══ Page text ══
What do we love?

On my morning run today, knowing I might need some external motivation, I listened to last year’s interview with Sally McRae by Julia Hanlon on Julia’s Running on Om podcast. My tired legs may have yielded somewhat slower miles on that run, but Sally’s thoughtful reflections on her Western States 100 training led me onward through my 12 miles, and brought my thinking inward to reflect on this question: what do we love?

Some answers come easily.

    

Some do not.

The more I run, the more I seem to have conversations about things like passion and purpose, goals and direction.

Most recently, I told a friend that I wasn’t yet done becoming who I wanted to be. On reflection, what I think I really meant was, ‘I haven’t yet done all I can to be the best person I can be, and I want to take my time and enjoy the ride.’

We all follow very different paths, for sure, but for me it has often been a literal path — frequently uphill, nearly always layered with soil and lichen-covered stones, under a sky that is more often than not threatening rain.

What we all share, however, is that there is a path. And even when look ahead to see what’s next (I mean, of course we do!), it is the act of being on the path — and learning to acknowledge and love every step along the way — that is essential to keep us both rooted and moving forward. To quote a dog from a book that helped me through a particularly challenging moment in my life, “that which you manifest is before you.
═══
== Your tasks ==
(a) In the essay on what we love, how many miles did the morning run cover?
(b) Please carry on the essay on what we love from the point where it stops.
══ Data block ══
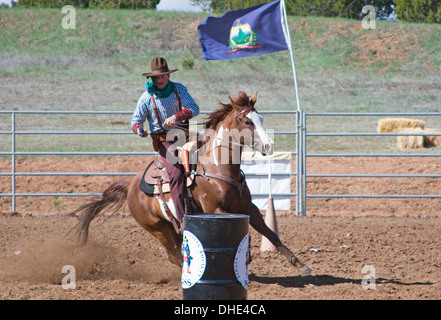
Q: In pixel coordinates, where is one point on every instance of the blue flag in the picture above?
(242, 33)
═══
== Responses to the exercise ==
(a) 12 miles.

(b)
When I ran in the 7.6-mile race up the Mount Washington Auto Road with some of our student-athletes, staff, and friends last weekend, I could not have been more proud to see my students come up the last 22% grade to the finish line — I could see them becoming more confident, becoming more self-assured, and becoming stronger with every. tired. step.

As I start the last hard training block for my Arctic Trail run, I have to keep my eyes steadfastly on today — on this run, this mile, this training session — while also planning for the 500-mile adventure I have ahead of me. Balancing those two — the moment and the thing-that-comes-next — is, for me, one of the hardest parts of training.

But it helps answer my question:

I believe we have to love the process of becoming — whatever path we choose to follow.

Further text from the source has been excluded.